Items from a data collection:
——————
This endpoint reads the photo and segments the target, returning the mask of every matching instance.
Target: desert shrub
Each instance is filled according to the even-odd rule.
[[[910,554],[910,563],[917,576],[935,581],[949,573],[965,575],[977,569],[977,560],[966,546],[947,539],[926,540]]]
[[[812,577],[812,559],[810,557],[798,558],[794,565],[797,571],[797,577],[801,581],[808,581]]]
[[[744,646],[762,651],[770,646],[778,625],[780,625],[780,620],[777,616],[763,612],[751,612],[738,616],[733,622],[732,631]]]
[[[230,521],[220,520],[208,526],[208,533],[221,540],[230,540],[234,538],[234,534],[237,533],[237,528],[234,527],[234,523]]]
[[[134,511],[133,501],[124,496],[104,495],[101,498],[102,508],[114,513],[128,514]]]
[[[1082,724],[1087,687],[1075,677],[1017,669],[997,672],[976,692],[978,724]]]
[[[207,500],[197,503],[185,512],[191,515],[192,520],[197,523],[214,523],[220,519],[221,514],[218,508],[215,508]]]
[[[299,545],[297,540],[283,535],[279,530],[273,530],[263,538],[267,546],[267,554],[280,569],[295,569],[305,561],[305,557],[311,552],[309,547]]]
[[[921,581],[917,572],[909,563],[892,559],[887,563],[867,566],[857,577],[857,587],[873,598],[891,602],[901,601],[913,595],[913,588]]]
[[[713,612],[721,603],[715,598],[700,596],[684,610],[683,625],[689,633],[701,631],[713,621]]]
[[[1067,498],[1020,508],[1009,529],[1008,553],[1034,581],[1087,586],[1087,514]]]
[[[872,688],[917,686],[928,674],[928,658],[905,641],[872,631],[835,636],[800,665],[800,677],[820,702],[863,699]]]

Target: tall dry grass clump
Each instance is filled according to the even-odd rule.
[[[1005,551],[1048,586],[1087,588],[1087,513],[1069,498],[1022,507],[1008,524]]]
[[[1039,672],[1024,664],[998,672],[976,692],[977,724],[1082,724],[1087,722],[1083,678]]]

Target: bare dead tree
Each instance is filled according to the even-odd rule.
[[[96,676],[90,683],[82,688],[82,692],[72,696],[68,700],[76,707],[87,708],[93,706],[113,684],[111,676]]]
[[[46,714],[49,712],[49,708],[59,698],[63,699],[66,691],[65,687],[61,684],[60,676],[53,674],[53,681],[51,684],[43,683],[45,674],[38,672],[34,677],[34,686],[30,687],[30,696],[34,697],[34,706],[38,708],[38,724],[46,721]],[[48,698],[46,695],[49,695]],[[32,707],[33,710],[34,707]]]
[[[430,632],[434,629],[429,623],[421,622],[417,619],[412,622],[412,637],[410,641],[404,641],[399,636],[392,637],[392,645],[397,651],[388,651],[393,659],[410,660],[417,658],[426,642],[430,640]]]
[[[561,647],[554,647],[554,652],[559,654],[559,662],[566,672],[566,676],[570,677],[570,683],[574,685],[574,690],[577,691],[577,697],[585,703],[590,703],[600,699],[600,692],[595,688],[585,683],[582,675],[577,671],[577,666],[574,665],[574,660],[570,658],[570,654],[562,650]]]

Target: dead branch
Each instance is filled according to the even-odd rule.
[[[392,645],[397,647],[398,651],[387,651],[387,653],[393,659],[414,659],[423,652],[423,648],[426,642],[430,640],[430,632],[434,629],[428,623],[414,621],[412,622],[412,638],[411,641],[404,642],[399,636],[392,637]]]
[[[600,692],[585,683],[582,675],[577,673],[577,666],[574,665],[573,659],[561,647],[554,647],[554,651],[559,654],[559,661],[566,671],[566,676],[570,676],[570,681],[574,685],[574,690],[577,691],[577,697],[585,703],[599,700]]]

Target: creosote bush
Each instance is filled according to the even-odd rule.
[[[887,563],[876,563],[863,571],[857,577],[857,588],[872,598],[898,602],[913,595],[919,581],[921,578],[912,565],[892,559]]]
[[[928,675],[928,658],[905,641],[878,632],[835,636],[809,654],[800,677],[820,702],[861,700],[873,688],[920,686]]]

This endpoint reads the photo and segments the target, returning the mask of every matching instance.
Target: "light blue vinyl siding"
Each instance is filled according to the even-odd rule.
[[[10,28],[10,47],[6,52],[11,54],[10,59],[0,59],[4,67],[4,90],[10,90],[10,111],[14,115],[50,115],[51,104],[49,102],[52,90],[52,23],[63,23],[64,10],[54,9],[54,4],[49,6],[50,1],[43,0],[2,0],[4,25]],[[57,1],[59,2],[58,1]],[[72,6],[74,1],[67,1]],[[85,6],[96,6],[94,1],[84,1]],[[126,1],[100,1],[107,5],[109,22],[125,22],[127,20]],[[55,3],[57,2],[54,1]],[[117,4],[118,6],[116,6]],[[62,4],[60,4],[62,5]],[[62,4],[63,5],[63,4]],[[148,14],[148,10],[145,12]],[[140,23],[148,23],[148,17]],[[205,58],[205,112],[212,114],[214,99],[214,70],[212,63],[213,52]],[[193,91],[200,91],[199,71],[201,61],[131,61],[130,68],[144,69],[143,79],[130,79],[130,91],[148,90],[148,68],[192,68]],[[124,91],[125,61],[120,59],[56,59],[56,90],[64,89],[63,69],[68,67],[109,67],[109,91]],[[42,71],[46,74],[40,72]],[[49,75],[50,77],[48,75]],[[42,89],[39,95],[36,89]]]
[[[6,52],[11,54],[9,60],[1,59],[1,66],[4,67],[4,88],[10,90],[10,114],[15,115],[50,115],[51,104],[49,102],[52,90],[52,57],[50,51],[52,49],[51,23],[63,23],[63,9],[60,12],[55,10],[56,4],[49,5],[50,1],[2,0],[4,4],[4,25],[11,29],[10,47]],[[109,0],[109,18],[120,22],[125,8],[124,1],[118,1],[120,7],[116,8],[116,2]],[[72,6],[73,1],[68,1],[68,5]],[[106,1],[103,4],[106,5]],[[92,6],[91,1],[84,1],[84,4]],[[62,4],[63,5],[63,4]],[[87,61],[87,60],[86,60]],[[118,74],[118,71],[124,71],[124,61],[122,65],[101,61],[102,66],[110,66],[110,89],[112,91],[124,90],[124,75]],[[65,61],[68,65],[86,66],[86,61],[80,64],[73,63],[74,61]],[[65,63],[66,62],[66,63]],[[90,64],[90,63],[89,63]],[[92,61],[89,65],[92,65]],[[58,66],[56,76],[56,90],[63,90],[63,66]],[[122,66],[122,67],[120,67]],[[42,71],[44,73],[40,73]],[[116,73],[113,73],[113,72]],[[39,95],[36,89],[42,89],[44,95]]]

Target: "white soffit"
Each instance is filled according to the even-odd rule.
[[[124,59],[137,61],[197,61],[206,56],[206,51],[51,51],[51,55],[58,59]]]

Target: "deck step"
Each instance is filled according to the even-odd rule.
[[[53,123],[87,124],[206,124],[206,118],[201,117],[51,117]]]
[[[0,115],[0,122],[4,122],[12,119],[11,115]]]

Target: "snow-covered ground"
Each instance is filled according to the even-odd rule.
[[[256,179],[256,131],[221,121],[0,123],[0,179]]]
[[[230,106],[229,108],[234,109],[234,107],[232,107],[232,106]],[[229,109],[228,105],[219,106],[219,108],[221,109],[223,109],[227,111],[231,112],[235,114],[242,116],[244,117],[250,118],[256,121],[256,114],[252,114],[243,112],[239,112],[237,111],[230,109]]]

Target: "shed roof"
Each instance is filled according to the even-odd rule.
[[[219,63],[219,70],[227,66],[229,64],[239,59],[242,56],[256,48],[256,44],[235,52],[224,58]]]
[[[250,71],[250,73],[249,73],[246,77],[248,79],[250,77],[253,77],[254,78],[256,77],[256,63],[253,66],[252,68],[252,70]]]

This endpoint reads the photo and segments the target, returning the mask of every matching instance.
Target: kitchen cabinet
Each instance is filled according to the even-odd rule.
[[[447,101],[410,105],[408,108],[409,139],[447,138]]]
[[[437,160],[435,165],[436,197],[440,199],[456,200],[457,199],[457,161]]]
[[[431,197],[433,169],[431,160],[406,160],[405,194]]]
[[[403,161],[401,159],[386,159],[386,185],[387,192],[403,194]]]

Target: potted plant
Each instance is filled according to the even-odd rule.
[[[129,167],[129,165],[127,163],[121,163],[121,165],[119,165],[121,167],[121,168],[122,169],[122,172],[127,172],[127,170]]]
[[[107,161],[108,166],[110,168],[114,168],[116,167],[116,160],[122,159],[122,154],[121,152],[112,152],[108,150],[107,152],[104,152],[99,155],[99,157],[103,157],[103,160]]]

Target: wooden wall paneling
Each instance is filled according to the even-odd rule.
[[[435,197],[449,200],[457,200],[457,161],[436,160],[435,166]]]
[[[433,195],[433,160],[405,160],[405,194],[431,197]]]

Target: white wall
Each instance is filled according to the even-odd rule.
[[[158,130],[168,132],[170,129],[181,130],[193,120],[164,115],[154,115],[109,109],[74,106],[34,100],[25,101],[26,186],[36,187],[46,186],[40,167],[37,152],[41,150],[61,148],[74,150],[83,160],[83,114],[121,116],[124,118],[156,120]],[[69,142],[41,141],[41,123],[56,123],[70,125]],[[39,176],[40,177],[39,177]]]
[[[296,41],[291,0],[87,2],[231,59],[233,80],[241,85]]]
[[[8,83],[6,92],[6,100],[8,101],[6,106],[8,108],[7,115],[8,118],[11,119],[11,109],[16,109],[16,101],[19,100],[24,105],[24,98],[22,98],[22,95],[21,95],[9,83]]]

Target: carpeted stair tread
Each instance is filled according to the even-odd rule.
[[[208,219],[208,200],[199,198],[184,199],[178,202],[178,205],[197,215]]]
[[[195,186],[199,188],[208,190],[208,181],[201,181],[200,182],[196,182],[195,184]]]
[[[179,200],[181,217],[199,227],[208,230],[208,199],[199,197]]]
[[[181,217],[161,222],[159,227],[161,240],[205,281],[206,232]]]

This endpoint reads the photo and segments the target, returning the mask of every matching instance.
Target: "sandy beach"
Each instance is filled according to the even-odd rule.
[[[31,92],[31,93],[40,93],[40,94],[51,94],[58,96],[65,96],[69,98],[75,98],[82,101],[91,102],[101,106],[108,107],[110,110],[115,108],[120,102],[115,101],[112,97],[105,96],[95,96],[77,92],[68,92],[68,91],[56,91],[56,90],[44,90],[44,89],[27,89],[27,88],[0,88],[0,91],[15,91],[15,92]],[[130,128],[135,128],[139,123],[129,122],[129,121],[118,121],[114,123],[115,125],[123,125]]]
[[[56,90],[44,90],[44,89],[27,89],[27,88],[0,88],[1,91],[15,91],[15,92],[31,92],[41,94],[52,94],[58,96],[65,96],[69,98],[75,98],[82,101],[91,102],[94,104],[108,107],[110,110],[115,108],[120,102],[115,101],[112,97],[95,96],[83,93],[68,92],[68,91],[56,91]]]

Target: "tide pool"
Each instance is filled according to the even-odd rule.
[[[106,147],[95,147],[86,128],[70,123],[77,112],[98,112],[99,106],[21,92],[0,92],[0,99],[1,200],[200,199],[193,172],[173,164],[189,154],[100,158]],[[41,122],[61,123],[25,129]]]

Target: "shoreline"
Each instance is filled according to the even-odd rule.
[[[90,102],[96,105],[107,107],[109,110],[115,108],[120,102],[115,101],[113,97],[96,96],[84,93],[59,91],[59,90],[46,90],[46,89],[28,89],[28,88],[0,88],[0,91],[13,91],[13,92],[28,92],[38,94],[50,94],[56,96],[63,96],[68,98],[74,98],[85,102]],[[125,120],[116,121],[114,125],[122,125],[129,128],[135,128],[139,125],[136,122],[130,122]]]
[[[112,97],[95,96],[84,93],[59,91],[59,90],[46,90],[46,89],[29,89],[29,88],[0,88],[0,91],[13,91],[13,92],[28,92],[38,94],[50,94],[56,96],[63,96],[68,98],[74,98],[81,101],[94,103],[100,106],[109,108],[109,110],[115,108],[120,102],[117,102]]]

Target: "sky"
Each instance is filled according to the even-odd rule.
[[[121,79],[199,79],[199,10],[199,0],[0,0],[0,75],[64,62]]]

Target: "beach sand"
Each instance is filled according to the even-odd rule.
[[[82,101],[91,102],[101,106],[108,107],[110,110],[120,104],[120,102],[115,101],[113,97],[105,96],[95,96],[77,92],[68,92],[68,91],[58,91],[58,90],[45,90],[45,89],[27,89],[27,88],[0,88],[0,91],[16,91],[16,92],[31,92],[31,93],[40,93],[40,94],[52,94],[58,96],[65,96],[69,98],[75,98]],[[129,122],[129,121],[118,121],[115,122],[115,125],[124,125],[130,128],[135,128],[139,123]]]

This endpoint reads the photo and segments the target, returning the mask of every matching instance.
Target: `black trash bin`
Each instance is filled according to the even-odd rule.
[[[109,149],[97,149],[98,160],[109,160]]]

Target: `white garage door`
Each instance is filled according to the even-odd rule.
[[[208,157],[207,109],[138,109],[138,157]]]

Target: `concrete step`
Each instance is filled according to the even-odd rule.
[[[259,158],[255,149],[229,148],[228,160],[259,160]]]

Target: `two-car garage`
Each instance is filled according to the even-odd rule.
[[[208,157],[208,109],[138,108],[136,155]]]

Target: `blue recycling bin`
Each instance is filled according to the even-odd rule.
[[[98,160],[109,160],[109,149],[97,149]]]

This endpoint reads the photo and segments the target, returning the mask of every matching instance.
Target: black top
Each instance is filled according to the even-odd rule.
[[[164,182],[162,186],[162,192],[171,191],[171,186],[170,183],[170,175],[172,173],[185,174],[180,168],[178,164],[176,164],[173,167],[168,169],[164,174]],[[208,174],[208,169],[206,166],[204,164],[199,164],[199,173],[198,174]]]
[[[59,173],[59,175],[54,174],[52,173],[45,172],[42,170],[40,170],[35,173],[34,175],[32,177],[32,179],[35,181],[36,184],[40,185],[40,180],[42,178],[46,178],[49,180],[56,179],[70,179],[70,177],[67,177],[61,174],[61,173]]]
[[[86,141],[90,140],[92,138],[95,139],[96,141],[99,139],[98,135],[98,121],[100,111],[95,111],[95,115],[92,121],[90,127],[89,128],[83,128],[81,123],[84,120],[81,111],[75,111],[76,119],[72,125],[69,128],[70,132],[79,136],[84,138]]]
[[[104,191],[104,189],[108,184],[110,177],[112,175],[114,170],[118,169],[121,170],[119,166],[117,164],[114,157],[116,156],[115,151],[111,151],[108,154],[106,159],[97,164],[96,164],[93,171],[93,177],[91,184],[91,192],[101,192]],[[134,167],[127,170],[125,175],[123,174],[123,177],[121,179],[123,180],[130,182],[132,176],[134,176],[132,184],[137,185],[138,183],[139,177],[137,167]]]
——————
> _Aim_
Collect every line of the items above that contains the word "blue", matching case exactly.

> _Solved exercise_
Target: "light blue vinyl siding"
Target: `blue recycling bin`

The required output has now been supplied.